EXERCISE OBJECTIVE => Would you please copy each line below that includes the string "grassy"?

EXTRACTED MATERIAL =>
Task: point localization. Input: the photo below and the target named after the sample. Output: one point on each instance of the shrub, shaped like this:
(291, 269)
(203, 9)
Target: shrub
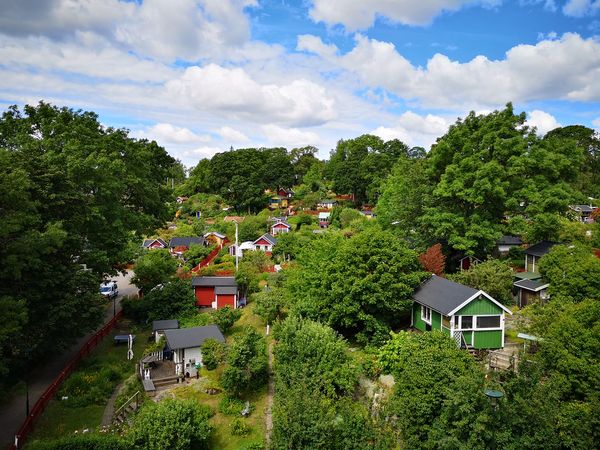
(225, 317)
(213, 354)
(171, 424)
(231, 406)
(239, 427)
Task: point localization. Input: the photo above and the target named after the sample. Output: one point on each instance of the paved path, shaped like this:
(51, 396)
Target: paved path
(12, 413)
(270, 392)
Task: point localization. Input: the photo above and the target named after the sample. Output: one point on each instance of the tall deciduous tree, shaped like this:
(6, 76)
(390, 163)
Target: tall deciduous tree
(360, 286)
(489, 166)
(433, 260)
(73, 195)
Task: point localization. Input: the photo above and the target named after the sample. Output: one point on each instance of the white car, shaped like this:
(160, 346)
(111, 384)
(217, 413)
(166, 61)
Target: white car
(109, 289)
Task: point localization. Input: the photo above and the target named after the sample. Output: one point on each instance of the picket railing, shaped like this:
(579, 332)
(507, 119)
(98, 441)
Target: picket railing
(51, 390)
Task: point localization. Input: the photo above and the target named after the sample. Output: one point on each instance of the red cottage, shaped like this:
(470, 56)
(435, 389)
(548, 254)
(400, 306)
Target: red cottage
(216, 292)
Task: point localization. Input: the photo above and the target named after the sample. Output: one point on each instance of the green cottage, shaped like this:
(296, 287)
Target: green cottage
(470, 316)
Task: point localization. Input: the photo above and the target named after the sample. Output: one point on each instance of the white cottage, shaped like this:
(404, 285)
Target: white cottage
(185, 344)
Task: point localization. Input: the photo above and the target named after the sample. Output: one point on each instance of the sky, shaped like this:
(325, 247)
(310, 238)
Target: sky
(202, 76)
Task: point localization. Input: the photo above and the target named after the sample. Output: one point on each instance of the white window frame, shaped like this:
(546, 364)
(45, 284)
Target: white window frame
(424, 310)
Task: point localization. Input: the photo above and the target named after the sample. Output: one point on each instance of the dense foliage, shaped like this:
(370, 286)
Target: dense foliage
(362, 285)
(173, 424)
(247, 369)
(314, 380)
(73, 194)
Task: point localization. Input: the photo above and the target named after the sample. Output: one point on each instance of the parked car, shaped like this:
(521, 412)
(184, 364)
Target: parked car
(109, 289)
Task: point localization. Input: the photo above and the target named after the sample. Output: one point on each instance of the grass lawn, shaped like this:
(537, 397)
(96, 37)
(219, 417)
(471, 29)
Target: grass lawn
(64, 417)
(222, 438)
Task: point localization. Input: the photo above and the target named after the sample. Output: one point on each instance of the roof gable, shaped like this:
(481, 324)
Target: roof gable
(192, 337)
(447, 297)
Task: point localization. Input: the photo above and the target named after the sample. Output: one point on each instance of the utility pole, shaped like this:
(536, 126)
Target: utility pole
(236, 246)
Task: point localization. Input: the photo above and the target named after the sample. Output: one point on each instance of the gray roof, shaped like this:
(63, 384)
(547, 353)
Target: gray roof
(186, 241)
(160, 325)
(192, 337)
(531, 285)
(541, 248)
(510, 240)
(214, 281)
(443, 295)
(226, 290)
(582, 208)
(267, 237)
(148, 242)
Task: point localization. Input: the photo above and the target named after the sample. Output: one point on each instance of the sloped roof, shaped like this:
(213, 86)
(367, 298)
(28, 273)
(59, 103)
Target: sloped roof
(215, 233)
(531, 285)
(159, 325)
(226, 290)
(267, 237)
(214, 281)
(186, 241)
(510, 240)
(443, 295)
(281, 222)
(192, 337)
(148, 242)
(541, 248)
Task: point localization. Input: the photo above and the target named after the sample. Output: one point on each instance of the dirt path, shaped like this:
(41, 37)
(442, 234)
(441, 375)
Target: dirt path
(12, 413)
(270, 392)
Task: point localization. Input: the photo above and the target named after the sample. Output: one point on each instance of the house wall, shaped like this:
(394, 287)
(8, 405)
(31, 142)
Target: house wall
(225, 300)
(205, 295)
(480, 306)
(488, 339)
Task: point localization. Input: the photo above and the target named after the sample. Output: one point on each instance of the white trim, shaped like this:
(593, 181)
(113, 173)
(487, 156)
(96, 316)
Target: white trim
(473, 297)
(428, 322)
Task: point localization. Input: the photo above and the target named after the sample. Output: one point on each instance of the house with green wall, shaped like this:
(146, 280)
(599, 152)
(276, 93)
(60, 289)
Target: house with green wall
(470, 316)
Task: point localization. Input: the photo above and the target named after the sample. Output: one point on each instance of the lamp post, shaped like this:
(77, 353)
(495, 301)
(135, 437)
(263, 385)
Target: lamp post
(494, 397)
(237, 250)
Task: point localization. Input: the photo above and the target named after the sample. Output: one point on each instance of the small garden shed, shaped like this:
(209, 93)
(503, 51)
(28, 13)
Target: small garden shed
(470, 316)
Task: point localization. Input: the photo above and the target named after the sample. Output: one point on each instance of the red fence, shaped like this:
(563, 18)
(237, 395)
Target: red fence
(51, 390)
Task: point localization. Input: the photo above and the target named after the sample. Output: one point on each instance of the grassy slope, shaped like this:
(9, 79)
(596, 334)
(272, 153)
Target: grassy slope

ANSWER SECTION =>
Task: point localization. Input: the photo above and the target named after the sample. Output: one point on each instance of the grassy slope, shaped like this:
Target: grassy slope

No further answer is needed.